> **To be done**: Reproduce every one of the records below in full, requests included, offsetting each coordinate in the answers by adding 49 to it. Leave the pictures out of your answer.

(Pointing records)
-- -- --

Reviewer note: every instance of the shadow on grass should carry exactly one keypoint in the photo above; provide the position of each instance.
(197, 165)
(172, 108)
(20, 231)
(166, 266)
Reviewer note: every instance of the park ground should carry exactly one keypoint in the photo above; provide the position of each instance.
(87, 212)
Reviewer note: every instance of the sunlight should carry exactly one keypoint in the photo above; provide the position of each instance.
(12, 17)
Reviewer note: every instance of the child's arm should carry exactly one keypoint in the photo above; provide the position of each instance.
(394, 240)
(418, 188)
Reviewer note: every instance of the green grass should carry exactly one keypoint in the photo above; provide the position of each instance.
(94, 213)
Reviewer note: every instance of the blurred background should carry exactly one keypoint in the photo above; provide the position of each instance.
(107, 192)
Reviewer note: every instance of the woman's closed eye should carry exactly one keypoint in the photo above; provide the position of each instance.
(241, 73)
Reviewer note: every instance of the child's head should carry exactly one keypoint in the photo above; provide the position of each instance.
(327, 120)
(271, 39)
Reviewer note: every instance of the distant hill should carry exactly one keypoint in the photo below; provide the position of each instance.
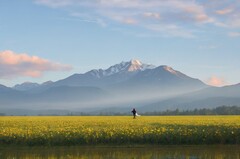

-- -- --

> **Full answer**:
Reviewer note: every instance of the shadow on grass should carry exactly one keypoint in the photo above; provide the position of each instance.
(246, 214)
(221, 157)
(69, 280)
(215, 315)
Reviewer note: every instance of the park ground should carry exactly one keypoint in the photo above; provide the position of each instance.
(136, 261)
Reviewer note: every instance of the sunlight should carry exactly one keypoint in the photo above; provide the position of each instance.
(61, 66)
Reviewer note: every instance of the child's arm should carry exactly one keypoint in the photo above; provide the position of each instance.
(443, 289)
(467, 237)
Reviewer note: every instance of the green grass should carry exactly one keypoint in the photo above; provide the position of each instance.
(143, 262)
Reviewer note: every instance of the blurred background should carry exactly one keypoint in the photo above; provide the position of each instance.
(156, 241)
Reviewer note: every instance of the woman's closed eye should carry exactly one keypoint in the photo above; provide the position of each instance.
(290, 122)
Reviewer note: every instance of the child's head should carry exactly one keypoint in the photo above; provide the position of each instance.
(376, 169)
(320, 88)
Reviewer note: every instance of the distant hill should carry exactly one keypoint in the photo below; provide the position of each instance.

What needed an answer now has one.